Items from a dataset
________
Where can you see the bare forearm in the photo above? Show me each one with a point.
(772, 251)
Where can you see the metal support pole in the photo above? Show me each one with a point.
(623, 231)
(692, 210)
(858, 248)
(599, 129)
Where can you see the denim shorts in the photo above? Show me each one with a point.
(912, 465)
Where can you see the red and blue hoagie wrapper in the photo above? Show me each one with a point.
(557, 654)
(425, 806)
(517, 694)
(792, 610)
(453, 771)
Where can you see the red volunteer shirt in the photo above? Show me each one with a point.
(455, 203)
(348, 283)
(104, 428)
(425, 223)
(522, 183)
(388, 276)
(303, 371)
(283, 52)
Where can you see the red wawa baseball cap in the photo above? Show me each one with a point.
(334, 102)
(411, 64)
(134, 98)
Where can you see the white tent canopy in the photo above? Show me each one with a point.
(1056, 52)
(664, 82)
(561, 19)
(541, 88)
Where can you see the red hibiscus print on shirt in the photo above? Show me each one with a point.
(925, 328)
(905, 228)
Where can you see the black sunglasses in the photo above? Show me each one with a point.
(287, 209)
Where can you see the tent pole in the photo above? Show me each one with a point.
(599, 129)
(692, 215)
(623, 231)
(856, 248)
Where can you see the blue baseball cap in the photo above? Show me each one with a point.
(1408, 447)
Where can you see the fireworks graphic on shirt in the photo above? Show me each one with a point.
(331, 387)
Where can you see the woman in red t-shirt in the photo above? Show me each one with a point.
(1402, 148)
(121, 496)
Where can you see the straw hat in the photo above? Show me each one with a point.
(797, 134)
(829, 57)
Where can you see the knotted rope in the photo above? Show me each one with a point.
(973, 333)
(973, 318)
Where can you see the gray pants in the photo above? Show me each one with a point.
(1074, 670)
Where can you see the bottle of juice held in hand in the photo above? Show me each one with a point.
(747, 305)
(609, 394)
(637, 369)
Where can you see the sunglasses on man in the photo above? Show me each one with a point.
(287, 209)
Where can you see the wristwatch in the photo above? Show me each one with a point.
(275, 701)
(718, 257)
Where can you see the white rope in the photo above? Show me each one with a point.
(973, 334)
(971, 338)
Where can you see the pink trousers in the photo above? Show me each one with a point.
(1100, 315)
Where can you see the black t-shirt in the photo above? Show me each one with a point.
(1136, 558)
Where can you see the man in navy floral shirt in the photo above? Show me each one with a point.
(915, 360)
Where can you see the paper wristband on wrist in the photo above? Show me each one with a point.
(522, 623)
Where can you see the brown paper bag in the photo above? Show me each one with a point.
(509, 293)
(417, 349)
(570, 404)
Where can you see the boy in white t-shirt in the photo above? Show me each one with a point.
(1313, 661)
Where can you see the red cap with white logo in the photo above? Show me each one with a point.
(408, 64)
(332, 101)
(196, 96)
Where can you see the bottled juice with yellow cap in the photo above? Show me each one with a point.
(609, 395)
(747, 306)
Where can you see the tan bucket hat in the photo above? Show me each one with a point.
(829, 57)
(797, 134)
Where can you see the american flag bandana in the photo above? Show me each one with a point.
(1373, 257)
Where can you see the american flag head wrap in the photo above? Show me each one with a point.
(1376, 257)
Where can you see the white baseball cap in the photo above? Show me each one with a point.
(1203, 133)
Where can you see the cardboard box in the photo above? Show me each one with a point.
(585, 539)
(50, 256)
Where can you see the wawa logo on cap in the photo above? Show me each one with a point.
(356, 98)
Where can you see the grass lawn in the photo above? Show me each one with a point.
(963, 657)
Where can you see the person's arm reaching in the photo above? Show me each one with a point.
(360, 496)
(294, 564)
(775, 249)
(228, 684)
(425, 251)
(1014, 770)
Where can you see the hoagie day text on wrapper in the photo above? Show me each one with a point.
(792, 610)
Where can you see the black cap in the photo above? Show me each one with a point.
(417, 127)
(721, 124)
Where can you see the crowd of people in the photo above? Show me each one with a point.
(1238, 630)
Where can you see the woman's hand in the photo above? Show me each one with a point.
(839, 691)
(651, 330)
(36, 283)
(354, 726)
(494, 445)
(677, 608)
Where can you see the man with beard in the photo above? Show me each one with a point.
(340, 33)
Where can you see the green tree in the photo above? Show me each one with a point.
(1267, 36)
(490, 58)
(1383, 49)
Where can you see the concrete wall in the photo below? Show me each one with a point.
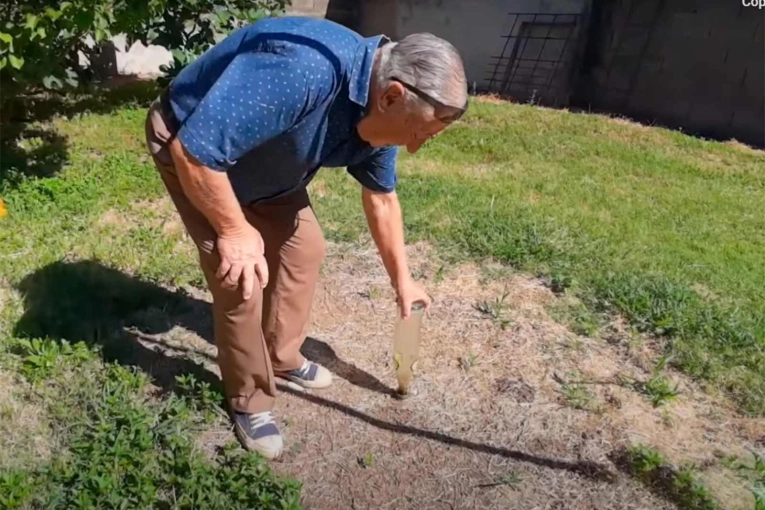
(701, 66)
(475, 27)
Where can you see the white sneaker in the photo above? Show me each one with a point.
(310, 375)
(258, 432)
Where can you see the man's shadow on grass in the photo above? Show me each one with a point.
(86, 301)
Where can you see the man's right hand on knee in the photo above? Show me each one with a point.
(242, 260)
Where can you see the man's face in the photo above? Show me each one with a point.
(394, 124)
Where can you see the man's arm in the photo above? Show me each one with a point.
(385, 220)
(239, 244)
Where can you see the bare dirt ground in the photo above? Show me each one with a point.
(490, 426)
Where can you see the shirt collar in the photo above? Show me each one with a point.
(361, 74)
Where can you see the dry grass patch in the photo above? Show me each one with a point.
(25, 434)
(491, 425)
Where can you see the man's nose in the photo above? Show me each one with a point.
(414, 146)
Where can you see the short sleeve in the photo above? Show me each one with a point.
(258, 97)
(378, 171)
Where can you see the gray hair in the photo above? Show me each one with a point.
(427, 62)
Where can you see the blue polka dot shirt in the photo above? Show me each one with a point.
(277, 100)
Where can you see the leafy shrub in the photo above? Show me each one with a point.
(41, 41)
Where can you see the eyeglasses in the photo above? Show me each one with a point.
(444, 113)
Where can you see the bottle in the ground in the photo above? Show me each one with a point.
(406, 346)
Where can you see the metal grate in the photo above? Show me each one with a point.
(537, 57)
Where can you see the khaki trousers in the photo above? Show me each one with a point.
(262, 335)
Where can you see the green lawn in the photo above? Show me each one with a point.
(666, 229)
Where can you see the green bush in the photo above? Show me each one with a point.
(40, 40)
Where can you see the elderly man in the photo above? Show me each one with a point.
(237, 137)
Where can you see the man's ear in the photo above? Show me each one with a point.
(393, 94)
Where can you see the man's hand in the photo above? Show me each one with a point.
(241, 260)
(408, 293)
(239, 244)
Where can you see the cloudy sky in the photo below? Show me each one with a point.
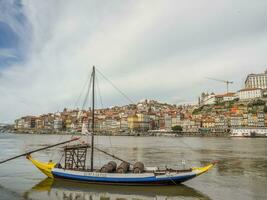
________
▶ Work item
Each line above should be written out again exactly, without any image.

▶ Written solution
Where can you see the bare forearm in the photo above? Show me each one with a point.
(772, 251)
Where can you see the metal support pole in the photo above? Show me each one with a point.
(623, 231)
(692, 210)
(858, 248)
(599, 129)
Where can you see the denim shorts in the photo above? Show me each one with a point.
(912, 465)
Where can you see the red and blue hoagie wrapper in the photo above? Show me each one with a point.
(557, 654)
(425, 806)
(517, 694)
(792, 610)
(453, 771)
Where can you see the red volunteer shirt in the photo above? Show me each one with a point.
(455, 203)
(348, 283)
(104, 428)
(425, 223)
(522, 183)
(388, 276)
(303, 371)
(283, 52)
Where can you see the red wawa baseball cap in the photo above? Show me each one with a point.
(334, 102)
(411, 64)
(134, 98)
Where can you see the white tent canopy in the photo above? Show me each one with a point.
(1056, 52)
(664, 82)
(561, 19)
(541, 88)
Where can you see the red hibiscus print on shirt in the photo above? Show me each one with a point.
(925, 328)
(905, 228)
Where can you see the black sunglasses in the photo above? Show me each one with a point.
(287, 209)
Where can you see the tent pole in the photo above? Show me each one with a point.
(599, 129)
(692, 215)
(623, 231)
(856, 248)
Where can you see the blue baseball cap in the photo above? Show me each one with a point.
(1408, 447)
Where can you see the fireworks graphic on shirt in the photo above? Show me each one with a point.
(331, 387)
Where can you see the woman in red t-shirt in the photo above? Show me each one with a point.
(1402, 148)
(121, 496)
Where can you see the straw hat in the photo above? Show me each one with a point.
(797, 134)
(829, 57)
Where can you see the knotted rope in the photo above? Show me each one with a point.
(973, 333)
(973, 318)
Where can you see the gray pants in the photo above? Show me each one with a point.
(1074, 670)
Where can you see the bottle of juice held in hand in the photo above? Show me each one with a point.
(747, 305)
(609, 394)
(637, 369)
Where can you see the sunglasses on man in the photo above? Show me each one with a point.
(287, 209)
Where can you see the wristwatch in the photo above? Show me each one with a point.
(275, 701)
(718, 257)
Where can you see the white rope in the photo above? Show me each one with a point.
(973, 334)
(971, 338)
Where can you see the pink trousers in the photo above? Show me each one with a point.
(1100, 315)
Where can you see the black t-shirt in the photo above? Show me each one with a point.
(1136, 558)
Where can you see the man in navy floral shirt in the photo above? Show me each one with a point.
(915, 360)
Where can you see the paper wristband on wrist in the photo above? Show me each one with a point.
(522, 623)
Where can you see the brown paper bag in the photo above? Show me each one with a point.
(509, 293)
(417, 349)
(570, 404)
Where can you see the boy in white t-shirt in the photo above? Show me each one with a point.
(1313, 661)
Where can you see the red cap with white logo in the photo above? Show me each one with a point.
(408, 64)
(332, 101)
(196, 96)
Where can you see the bottled juice with yellow cap in the photo above? Show me each one with a point.
(609, 395)
(747, 306)
Where can you see the tan bucket hat in the photo above? Show me each one with a point.
(829, 57)
(797, 134)
Where can you see the american flag bandana in the photo above? Show me each one with a point.
(1373, 257)
Where can you see the american flag head wrap in the photo above? Show me each one with a point.
(1376, 257)
Where can you see the white baseball cap in the photo above? Show me each one with a point.
(1203, 133)
Where can you see the cardboard box in the photo above? Show me each one with a point.
(585, 539)
(50, 256)
Where can you see the wawa logo on cap in the photo above? Show me each one with a point.
(356, 98)
Where can you see the grass lawn in the photo above? Show me each one with a point.
(963, 657)
Where can you see the person's arm reaching in the photo above? Show me each one with a point.
(360, 496)
(294, 564)
(775, 249)
(228, 684)
(425, 251)
(1014, 770)
Where can you see the hoagie day text on wrapper in the photo above? Show me each one with a point.
(792, 610)
Where can you see the black cap in the photo above? Show me each one with a point.
(417, 127)
(721, 124)
Where can you see the crowd of people in the photo above? Show me each one with a point.
(1238, 630)
Where can you see the woman's hand in the photo above? Show me each one with a point.
(839, 691)
(651, 330)
(36, 283)
(354, 726)
(494, 445)
(677, 608)
Where can you see the man with beard in the photo above? Show me each one with a point.
(340, 33)
Where can you see the green tree in the photo above? Show me each one with a point.
(1267, 36)
(490, 58)
(1383, 49)
Where can you see the concrete wall in the photo below? Show me each one with a point.
(701, 66)
(475, 27)
Where can you see the white sneaker in the photo above? Show me each one with a point.
(310, 375)
(258, 432)
Where can you see the man's shadow on grass in the photo above? Show me each one with a point.
(86, 301)
Where can you see the man's right hand on knee in the photo above? Show me each one with a point.
(242, 260)
Where can you see the man's face in the photo above? Show me each one with a point.
(394, 124)
Where can you see the man's arm in the photo above? Show me each one with a point.
(385, 220)
(239, 244)
Where can you see the bare dirt ground in the photo above? Show me each one with a point.
(490, 426)
Where can you see the shirt collar in the photo above? Show me each one with a point.
(361, 74)
Where can you see the dry grass patch in the photo above? Show me each one with a point.
(25, 434)
(491, 425)
Where can you see the man's nose in the photo above? Show me each one with a point.
(414, 146)
Where can you see the short sleeve in the photo above? Show me each one with a point.
(258, 97)
(378, 171)
Where can you see the gray hair in the photo above? Show me each one with a point.
(427, 62)
Where can you see the blue polka dot shirt in the photo above? Show me each one with a point.
(277, 100)
Where can you see the leafy shrub in the photo above? Show me each one with a point.
(41, 41)
Where can you see the eyeglasses in the photo above? Show me each one with a point.
(444, 113)
Where can you see the bottle in the ground in the photo above? Show me each one with a point.
(406, 346)
Where can you see the metal grate in the photo above? Show me each one with a point.
(537, 57)
Where can you see the khaki trousers in the photo above? Show me each one with a point.
(262, 335)
Where can you see the green lawn in the photo above? Show me each one with a point.
(666, 229)
Where can you see the green bush in the photo above? Show me each one with a point.
(40, 40)
Where can you see the elderly man in the photo above? Show me each one with a point.
(237, 137)
Where can you see the man's ear in the photo above? Show me each one with a point.
(393, 94)
Where can you see the man's hand in the photo above? Show me each one with a point.
(241, 260)
(408, 293)
(239, 244)
Where can you see the cloudy sky in the photo below? Show me each one with a point.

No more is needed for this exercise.